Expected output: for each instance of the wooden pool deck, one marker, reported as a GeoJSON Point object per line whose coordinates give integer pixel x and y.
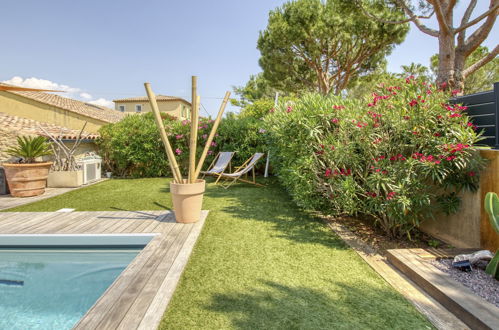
{"type": "Point", "coordinates": [139, 296]}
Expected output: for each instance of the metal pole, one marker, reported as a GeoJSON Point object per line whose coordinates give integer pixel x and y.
{"type": "Point", "coordinates": [266, 175]}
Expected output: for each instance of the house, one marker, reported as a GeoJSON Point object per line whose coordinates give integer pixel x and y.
{"type": "Point", "coordinates": [57, 110]}
{"type": "Point", "coordinates": [172, 105]}
{"type": "Point", "coordinates": [13, 126]}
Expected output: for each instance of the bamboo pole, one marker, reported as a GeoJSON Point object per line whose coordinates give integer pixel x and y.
{"type": "Point", "coordinates": [177, 176]}
{"type": "Point", "coordinates": [212, 135]}
{"type": "Point", "coordinates": [194, 131]}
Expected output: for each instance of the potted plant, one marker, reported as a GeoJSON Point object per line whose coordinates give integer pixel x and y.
{"type": "Point", "coordinates": [187, 194]}
{"type": "Point", "coordinates": [65, 171]}
{"type": "Point", "coordinates": [28, 177]}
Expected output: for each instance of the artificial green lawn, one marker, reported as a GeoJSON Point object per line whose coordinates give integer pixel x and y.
{"type": "Point", "coordinates": [260, 263]}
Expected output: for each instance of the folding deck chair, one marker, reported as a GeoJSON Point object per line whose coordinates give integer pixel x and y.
{"type": "Point", "coordinates": [247, 166]}
{"type": "Point", "coordinates": [219, 164]}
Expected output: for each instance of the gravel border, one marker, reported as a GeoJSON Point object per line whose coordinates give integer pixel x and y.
{"type": "Point", "coordinates": [481, 283]}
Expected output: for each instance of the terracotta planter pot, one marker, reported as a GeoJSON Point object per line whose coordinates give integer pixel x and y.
{"type": "Point", "coordinates": [26, 180]}
{"type": "Point", "coordinates": [187, 200]}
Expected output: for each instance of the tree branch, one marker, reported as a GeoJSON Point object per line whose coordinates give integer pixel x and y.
{"type": "Point", "coordinates": [440, 17]}
{"type": "Point", "coordinates": [466, 17]}
{"type": "Point", "coordinates": [414, 18]}
{"type": "Point", "coordinates": [480, 34]}
{"type": "Point", "coordinates": [407, 20]}
{"type": "Point", "coordinates": [478, 64]}
{"type": "Point", "coordinates": [491, 11]}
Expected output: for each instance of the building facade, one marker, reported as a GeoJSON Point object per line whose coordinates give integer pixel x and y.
{"type": "Point", "coordinates": [171, 105]}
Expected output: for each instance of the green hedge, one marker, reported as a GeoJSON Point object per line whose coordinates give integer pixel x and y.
{"type": "Point", "coordinates": [389, 158]}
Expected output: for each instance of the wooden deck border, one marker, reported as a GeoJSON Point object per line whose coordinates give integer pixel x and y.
{"type": "Point", "coordinates": [138, 298]}
{"type": "Point", "coordinates": [458, 299]}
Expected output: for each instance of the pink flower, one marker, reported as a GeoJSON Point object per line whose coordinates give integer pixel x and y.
{"type": "Point", "coordinates": [390, 195]}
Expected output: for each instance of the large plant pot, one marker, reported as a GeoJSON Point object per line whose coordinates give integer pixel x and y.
{"type": "Point", "coordinates": [26, 180]}
{"type": "Point", "coordinates": [65, 179]}
{"type": "Point", "coordinates": [187, 200]}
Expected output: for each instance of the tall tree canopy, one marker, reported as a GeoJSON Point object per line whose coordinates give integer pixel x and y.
{"type": "Point", "coordinates": [256, 88]}
{"type": "Point", "coordinates": [455, 47]}
{"type": "Point", "coordinates": [480, 80]}
{"type": "Point", "coordinates": [323, 45]}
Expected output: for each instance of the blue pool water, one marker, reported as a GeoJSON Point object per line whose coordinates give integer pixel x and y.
{"type": "Point", "coordinates": [53, 288]}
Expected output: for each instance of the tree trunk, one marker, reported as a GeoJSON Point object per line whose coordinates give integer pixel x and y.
{"type": "Point", "coordinates": [459, 63]}
{"type": "Point", "coordinates": [446, 55]}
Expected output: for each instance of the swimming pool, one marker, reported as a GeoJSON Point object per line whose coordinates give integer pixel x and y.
{"type": "Point", "coordinates": [47, 283]}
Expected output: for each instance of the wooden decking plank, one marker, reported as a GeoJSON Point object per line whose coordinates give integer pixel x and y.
{"type": "Point", "coordinates": [118, 311]}
{"type": "Point", "coordinates": [137, 310]}
{"type": "Point", "coordinates": [136, 293]}
{"type": "Point", "coordinates": [454, 296]}
{"type": "Point", "coordinates": [23, 226]}
{"type": "Point", "coordinates": [81, 225]}
{"type": "Point", "coordinates": [156, 226]}
{"type": "Point", "coordinates": [48, 225]}
{"type": "Point", "coordinates": [137, 226]}
{"type": "Point", "coordinates": [139, 266]}
{"type": "Point", "coordinates": [9, 218]}
{"type": "Point", "coordinates": [15, 219]}
{"type": "Point", "coordinates": [132, 221]}
{"type": "Point", "coordinates": [156, 308]}
{"type": "Point", "coordinates": [151, 223]}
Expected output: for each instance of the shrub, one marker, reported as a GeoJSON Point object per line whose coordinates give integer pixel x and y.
{"type": "Point", "coordinates": [393, 159]}
{"type": "Point", "coordinates": [244, 136]}
{"type": "Point", "coordinates": [133, 147]}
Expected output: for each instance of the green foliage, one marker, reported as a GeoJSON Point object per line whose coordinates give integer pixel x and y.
{"type": "Point", "coordinates": [258, 109]}
{"type": "Point", "coordinates": [480, 80]}
{"type": "Point", "coordinates": [255, 89]}
{"type": "Point", "coordinates": [29, 148]}
{"type": "Point", "coordinates": [133, 147]}
{"type": "Point", "coordinates": [384, 159]}
{"type": "Point", "coordinates": [492, 209]}
{"type": "Point", "coordinates": [243, 135]}
{"type": "Point", "coordinates": [320, 46]}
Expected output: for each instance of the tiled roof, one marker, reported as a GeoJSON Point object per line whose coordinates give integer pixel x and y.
{"type": "Point", "coordinates": [81, 108]}
{"type": "Point", "coordinates": [24, 126]}
{"type": "Point", "coordinates": [159, 98]}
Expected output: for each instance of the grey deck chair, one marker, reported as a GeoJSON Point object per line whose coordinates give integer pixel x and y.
{"type": "Point", "coordinates": [219, 164]}
{"type": "Point", "coordinates": [247, 166]}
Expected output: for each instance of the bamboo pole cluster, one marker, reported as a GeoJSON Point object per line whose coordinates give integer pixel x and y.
{"type": "Point", "coordinates": [194, 170]}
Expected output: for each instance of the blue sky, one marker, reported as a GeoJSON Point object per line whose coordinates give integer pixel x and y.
{"type": "Point", "coordinates": [103, 50]}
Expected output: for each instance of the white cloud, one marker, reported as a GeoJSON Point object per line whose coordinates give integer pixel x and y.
{"type": "Point", "coordinates": [103, 103]}
{"type": "Point", "coordinates": [70, 92]}
{"type": "Point", "coordinates": [85, 96]}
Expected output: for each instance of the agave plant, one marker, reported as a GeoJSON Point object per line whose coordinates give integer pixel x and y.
{"type": "Point", "coordinates": [492, 208]}
{"type": "Point", "coordinates": [29, 148]}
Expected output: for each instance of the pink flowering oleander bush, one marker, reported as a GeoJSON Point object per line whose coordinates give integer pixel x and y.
{"type": "Point", "coordinates": [133, 147]}
{"type": "Point", "coordinates": [398, 157]}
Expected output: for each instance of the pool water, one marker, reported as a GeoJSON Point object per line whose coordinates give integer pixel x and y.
{"type": "Point", "coordinates": [53, 288]}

◇ ◇ ◇ ◇ ◇

Using the material above, extract the line that contains "Expected output: for each instance of the blue sky, one" and every line after it, exactly as given; stop at the last line.

THE OUTPUT.
Expected output: for each instance of the blue sky, one marker, reported as a GeoJSON Point object per line whose coordinates give integer pixel x and y.
{"type": "Point", "coordinates": [103, 50]}
Expected output: for each instance of the white cloud, one marker, reported as a GeoJSON Point object per line whose coordinates give integer pixel x and y.
{"type": "Point", "coordinates": [103, 103]}
{"type": "Point", "coordinates": [70, 92]}
{"type": "Point", "coordinates": [85, 96]}
Expected output: for each instance of the agave plant, one marker, reported as a GeoJSON Point object per line whose coordinates give integer pixel x and y.
{"type": "Point", "coordinates": [492, 208]}
{"type": "Point", "coordinates": [29, 148]}
Expected output: for each instance of the pink flowering oleander bush, one marker, reported as a GeoJSON Point object per line whose coordinates give integer pixel x and y.
{"type": "Point", "coordinates": [133, 147]}
{"type": "Point", "coordinates": [398, 157]}
Expected output: for each instance of the pool water, one marker, reported as a GeoJSON Point object per line whose coordinates give integer pixel x and y.
{"type": "Point", "coordinates": [53, 288]}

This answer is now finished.